High genetic diversity and strong genetic structure of Strongyllodes variegatus populations in oilseed rape production areas of China.

Affiliation

Zhan HX(#)(1), Hao ZP(#)(1), Tang R(2), Zhu LN(1), Zhou JJ(1)(3), Hou SM(4).
Author information:
(1)National Oil Crops Improvement Center, Hefei Rapeseed Subcenter, Crop Research Institute, Anhui Academy of Agricultural Sciences, Hefei, 230031, China.
(2)Guangdong Key Laboratory of Animal Conservation and Resource Utilization, Guangdong Public Laboratory of Wild Animal Conservation and Utilization, Institute of Zoology, Guangdong Academy of Sciences, Guangzhou, 510260, China.
(3)Gansu Biocontrol Engineering Laboratory of Crop Diseases and Pests, Gansu Agricultural University, Lanzhou, 730070, China.

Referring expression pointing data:
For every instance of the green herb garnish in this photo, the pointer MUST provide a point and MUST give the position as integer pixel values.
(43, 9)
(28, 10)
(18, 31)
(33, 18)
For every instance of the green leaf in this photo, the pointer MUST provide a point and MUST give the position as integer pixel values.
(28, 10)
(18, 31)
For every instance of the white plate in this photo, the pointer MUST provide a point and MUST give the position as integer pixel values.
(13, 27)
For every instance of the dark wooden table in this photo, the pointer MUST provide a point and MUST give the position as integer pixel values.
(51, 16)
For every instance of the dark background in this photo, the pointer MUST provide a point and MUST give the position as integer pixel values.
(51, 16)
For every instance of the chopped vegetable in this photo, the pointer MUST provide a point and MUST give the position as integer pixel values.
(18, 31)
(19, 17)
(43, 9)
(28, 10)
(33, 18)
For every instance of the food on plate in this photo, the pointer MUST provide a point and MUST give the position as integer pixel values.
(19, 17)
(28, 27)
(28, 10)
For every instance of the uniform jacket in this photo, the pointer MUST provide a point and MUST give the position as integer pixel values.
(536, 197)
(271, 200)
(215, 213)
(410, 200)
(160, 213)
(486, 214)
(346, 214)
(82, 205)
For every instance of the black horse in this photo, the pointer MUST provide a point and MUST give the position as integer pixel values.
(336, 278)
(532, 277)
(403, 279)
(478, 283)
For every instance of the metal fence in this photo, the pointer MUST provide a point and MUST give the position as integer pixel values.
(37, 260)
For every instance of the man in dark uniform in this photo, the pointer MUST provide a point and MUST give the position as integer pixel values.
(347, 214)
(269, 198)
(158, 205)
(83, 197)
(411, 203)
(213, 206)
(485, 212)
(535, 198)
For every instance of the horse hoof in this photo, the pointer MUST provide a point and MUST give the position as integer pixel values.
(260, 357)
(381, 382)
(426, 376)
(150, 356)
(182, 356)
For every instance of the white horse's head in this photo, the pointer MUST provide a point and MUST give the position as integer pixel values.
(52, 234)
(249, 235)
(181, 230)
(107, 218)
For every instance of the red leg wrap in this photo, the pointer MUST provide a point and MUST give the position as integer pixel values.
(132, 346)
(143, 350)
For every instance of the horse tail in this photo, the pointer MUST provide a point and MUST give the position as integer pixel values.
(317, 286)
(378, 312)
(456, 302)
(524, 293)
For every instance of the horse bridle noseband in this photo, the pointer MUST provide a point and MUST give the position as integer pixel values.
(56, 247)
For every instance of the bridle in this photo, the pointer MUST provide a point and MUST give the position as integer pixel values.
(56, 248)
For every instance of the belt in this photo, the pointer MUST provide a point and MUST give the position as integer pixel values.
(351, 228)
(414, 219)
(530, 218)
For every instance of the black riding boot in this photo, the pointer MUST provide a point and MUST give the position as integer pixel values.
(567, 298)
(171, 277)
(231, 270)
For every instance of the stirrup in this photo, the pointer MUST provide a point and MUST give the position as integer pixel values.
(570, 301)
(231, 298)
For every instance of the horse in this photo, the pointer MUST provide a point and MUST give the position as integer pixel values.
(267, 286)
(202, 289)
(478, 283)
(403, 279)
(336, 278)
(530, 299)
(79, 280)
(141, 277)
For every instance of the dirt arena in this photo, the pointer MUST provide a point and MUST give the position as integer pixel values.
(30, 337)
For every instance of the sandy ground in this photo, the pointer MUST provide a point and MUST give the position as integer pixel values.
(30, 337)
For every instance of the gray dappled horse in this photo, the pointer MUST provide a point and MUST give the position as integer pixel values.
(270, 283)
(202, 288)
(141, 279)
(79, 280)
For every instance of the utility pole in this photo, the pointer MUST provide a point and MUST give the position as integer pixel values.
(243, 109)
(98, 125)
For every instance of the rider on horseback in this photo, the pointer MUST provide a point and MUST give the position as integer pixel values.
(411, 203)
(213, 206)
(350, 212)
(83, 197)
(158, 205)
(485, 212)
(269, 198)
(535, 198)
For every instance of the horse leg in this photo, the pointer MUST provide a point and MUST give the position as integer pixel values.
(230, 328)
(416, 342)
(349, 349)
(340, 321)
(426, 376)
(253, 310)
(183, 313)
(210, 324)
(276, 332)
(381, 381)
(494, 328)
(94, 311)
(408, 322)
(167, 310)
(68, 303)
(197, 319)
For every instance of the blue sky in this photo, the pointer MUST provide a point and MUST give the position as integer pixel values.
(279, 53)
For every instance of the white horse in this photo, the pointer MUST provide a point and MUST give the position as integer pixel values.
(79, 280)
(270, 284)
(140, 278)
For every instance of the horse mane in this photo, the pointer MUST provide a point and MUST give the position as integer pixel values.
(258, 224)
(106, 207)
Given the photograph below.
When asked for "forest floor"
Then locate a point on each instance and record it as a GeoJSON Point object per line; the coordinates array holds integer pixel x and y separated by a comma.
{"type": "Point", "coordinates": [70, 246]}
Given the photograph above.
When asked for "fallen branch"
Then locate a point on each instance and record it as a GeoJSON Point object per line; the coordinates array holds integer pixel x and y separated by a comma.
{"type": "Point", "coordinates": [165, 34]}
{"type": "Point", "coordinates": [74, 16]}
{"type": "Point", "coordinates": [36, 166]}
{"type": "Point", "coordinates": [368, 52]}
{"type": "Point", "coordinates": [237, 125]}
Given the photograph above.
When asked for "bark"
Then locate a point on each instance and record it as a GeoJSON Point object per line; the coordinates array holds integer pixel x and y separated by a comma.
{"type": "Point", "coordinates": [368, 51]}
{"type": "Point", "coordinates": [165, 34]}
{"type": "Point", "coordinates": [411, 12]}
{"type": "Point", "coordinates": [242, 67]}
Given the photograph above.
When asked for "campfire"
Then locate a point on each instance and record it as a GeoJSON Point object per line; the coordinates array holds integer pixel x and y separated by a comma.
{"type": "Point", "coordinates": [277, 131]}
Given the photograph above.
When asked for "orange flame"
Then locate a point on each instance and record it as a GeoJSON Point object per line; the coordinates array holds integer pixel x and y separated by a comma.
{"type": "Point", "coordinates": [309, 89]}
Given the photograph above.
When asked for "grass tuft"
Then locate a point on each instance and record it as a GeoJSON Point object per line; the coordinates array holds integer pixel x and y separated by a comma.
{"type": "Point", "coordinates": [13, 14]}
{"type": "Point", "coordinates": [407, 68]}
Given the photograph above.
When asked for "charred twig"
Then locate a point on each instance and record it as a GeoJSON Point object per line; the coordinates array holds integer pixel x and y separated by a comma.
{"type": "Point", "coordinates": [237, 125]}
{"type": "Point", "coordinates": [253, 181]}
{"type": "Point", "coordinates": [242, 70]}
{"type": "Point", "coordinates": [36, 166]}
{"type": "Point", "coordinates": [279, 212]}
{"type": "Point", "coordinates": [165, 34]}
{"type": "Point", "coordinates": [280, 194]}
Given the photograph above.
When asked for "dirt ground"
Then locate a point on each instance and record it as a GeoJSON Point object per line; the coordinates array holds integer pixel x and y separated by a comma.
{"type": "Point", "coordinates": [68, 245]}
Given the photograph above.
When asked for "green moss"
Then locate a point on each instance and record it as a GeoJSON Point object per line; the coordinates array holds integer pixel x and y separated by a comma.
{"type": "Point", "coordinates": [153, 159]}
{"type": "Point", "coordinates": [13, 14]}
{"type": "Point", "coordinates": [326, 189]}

> PROBLEM TO SOLVE:
Answer these questions on the article header:
1. Which species' populations does the title name?
2. In which city is the Crop Research Institute of the Anhui Academy of Agricultural Sciences located?
3. Which university houses the Gansu Biocontrol Engineering Laboratory of Crop Diseases and Pests?

> PROBLEM SOLUTION:
1. Strongyllodes variegatus
2. Hefei
3. Gansu Agricultural University